I ran into a problem trying to replace the bus bar. There's a dark green wire that passes through the bus bar. It seems to be stripped a little where it contacts the bar.
Can I cut that wire and attach both ends to this new bus bar?
Also, one of the white wires is twice as thick as the others. Should I do anything different with that wire? Maybe place it in the "block" thing on the top?
Great pics! we can see exactly what you are talking about.
In this pic,
Yes, a solid copper wire passes through the bus bar is a ground wire. The end that goes down through the floor bolts to the trailer metal frame. The other end goes up into the power center on the incoming earth ground buss bar.
From what I know, in a camper, Yes, you can cut the solid wire and insert each end under a separate screw in your new buss bar since you have lots of extra terminal spaces. I would clean up the tarnish on the wire ends before putting them into the terminal strip to make better contact. In this case, of a camper that has DC negative and earth ground common with each other, I do not know of an EE code that requires a continuous wire between the chassis frame and the incoming earth ground buss bar. If someone else has some input on this, please chime in.
If you want to keep the bare wire continuous, then unhook the bare wire on the incoming shoreline cord ground wire buss bar, pull the wire back enough to get the bare wire out of the old buss bar, and slide the new buss bar down the wire and hook the wire back up to the incoming ground buss bar.

__Required task A__.
Return every line of the listing below that contains the word "ankle", treating uppercase and lowercase letters as different.

__Supplied entries__.
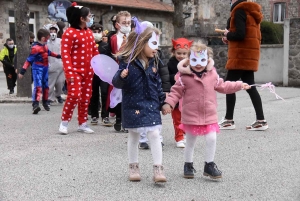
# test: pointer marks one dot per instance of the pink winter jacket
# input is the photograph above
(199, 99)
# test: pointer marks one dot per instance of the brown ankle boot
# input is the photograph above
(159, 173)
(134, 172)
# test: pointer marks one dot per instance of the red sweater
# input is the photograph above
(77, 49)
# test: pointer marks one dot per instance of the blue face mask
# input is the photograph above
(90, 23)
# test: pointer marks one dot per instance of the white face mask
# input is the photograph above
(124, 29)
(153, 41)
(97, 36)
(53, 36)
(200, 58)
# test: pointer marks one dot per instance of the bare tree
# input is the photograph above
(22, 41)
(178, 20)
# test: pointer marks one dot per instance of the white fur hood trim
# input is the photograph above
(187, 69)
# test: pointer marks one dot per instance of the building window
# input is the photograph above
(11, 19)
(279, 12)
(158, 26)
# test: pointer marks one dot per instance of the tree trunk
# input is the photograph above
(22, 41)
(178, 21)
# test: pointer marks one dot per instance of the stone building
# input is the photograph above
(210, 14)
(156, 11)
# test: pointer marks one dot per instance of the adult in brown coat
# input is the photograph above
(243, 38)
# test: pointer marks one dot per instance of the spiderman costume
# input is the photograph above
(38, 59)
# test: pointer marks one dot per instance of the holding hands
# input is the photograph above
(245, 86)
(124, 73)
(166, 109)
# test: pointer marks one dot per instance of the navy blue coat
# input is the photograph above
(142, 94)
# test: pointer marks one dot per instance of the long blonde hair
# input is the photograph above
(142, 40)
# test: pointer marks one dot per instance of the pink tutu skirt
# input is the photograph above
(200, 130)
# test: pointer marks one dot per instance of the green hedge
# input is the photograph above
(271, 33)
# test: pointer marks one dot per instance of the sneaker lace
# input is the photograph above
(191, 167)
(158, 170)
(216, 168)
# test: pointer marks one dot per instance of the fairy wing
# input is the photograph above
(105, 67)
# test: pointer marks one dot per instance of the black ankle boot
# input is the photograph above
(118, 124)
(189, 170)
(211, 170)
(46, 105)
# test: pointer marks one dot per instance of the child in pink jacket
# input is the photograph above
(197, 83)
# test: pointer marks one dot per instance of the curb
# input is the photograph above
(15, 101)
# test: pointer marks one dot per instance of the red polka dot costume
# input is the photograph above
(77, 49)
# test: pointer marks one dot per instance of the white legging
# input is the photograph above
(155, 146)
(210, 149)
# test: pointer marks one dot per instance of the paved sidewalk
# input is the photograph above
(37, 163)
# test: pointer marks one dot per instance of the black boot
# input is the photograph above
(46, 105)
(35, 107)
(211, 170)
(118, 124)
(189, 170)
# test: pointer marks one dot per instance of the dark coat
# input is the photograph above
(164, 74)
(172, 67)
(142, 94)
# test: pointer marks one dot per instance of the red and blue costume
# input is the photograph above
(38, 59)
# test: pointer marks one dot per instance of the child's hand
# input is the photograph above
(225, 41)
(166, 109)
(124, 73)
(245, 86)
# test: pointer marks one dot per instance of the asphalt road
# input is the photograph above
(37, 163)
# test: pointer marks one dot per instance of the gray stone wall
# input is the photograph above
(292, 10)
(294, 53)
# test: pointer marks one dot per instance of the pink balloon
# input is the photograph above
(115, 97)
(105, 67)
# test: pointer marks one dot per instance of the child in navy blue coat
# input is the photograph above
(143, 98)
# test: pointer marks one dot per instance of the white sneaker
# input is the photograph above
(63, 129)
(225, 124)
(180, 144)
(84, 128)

__Required task B__.
In the bus bar discussion above, what does the end of the ground wire that goes down through the floor attach to?

__Full response A__.
# test: pointer marks one dot per instance of the brown ankle boot
# test: pointer marks one dot per instance of the black ankle boot

__Full response B__.
It bolts to the trailer's metal frame.